In the abstract on continuously variable transmission, what prior-art problems does the invention solve?

───── EXTRACT PROVIDED

Abstract: The present invention relates to continuously variable speed technology, in particular to a mechanically operational arrangement for continuously variable transmission. The present invention solves the problems existing in the prior art continuously variable transmission arrangement of easily damaged steel belt, structural complexity and low reliability. The mechanically operational arrangement for continuously variable transmission comprises a central shaft, wherein a toothed groove section is circumferentially arranged in a middle portion of an external surface of the central shaft; wherein a shaft sleeve is fitted over the external surface of the central shaft; wherein a plurality of axial limiting grooves are provided on an external surface of the shaft sleeve; wherein a plurality of axial mounting plates are fixedly connected to the external surface of the shaft sleeve; wherein inserted into each axial limiting groove is a connecting plate; wherein an arc-shaped toothed wheel section is arranged on an inner end face of each connecting plate; wherein each of the arc-shaped toothed wheel sections is meshed with the toothed groove section; wherein mounted between every two adjacent axial mounting plates is a pivot; and wherein each connecting plate is respectively hinged to two adjacent axial mounting plates via the respective pivot. The present invention is applicable to mechanical transmission.

──────────
───── RECORDED DATA

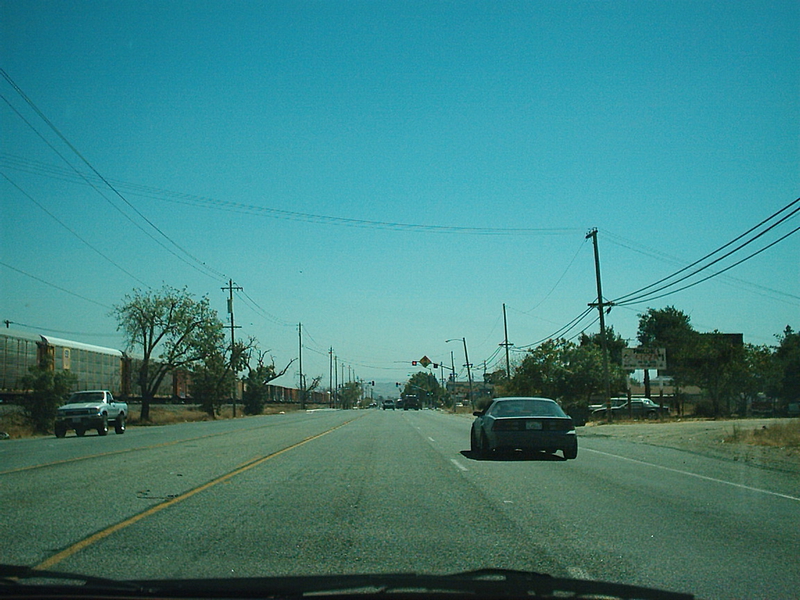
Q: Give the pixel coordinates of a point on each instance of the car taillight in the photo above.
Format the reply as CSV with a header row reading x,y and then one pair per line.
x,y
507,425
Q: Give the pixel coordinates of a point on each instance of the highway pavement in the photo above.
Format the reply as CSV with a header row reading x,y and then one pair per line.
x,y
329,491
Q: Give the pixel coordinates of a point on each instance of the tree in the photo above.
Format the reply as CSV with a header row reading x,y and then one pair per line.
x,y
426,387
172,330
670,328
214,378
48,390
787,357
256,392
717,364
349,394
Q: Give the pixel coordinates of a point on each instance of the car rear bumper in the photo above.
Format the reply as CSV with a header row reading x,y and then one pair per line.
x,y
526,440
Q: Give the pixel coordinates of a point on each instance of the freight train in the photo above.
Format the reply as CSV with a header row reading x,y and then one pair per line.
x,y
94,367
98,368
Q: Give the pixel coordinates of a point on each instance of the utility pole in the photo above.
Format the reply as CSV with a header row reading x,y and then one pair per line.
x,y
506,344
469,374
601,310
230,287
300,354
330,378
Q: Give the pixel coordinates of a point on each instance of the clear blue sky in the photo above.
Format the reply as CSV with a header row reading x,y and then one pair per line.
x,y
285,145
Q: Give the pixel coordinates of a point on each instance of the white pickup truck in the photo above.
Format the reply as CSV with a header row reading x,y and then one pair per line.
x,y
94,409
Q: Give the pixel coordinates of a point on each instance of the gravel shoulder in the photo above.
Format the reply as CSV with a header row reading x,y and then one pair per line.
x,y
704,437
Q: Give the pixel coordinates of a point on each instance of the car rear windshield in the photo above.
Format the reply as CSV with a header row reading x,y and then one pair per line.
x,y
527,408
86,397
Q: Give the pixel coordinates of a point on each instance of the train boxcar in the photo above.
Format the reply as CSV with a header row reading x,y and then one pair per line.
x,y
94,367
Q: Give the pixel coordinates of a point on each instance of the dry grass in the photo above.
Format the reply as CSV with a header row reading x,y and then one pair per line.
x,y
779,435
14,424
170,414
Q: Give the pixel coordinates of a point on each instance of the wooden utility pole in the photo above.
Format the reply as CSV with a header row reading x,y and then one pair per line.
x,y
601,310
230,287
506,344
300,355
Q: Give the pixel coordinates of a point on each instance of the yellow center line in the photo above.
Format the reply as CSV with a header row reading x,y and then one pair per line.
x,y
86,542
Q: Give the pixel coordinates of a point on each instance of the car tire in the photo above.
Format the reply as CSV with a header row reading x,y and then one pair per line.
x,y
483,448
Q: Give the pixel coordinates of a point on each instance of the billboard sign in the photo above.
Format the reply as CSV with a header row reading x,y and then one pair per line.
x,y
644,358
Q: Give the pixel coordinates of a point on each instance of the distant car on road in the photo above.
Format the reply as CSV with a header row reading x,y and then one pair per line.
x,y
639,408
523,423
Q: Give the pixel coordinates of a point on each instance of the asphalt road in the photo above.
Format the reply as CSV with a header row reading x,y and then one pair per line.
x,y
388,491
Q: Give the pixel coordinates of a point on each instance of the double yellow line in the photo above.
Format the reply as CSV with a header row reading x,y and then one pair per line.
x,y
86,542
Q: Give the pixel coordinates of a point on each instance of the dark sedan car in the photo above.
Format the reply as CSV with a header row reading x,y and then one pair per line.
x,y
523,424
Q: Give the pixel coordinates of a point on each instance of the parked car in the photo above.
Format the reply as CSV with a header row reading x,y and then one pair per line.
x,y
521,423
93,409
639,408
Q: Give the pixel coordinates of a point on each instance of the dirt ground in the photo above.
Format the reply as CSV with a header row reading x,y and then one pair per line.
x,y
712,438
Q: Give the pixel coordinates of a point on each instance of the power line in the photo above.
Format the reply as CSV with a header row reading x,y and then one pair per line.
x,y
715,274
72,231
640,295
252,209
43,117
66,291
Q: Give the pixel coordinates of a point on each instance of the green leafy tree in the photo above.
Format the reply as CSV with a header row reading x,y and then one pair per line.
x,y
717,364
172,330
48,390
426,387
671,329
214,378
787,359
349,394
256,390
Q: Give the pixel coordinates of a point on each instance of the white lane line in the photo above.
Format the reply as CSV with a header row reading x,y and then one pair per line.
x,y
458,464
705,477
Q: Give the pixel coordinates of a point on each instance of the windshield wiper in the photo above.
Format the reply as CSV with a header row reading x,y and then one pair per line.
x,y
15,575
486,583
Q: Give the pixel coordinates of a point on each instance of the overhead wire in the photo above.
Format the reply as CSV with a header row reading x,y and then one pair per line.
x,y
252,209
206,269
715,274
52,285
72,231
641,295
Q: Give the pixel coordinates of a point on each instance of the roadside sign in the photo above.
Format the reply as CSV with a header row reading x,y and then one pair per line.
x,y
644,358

──────────

— SOLUTION FOR THIS PROBLEM —
An easily damaged steel belt, structural complexity, and low reliability.